# Records from a data collection:
____

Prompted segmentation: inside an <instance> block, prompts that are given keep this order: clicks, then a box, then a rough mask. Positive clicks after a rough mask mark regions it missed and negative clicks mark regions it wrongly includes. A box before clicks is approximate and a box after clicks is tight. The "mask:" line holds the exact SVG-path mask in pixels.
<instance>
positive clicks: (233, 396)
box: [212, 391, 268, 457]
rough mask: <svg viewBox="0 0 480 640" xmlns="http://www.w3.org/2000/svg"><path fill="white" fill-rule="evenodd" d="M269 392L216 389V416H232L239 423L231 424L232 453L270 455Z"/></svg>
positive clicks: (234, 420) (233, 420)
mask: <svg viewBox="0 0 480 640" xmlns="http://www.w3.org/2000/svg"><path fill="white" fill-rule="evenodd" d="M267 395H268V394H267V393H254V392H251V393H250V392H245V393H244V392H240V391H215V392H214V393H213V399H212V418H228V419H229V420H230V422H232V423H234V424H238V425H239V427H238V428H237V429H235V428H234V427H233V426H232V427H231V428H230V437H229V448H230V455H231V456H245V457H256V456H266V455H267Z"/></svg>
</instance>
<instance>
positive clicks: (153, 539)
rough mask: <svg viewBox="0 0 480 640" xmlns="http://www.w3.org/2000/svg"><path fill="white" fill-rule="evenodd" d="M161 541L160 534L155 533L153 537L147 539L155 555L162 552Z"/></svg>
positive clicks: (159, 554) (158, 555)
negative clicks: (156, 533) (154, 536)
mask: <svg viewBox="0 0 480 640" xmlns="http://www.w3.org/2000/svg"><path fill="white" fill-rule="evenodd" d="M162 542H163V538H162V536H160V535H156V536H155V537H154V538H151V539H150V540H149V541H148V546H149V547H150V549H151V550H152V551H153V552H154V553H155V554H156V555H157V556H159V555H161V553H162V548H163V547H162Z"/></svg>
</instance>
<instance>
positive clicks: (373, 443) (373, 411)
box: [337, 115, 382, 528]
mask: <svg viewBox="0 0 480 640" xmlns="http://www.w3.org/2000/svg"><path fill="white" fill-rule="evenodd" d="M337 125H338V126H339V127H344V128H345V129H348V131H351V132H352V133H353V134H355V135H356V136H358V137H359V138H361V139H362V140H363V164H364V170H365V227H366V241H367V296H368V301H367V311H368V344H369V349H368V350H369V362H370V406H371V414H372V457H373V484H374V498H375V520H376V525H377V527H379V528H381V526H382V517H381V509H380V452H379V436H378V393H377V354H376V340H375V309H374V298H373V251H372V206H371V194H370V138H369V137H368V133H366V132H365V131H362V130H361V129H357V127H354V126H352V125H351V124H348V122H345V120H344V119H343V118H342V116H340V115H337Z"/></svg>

____

# Aim of the exercise:
Determine how many lines in the data above include the word "rough", and state that number only.

# Solution to the problem:
3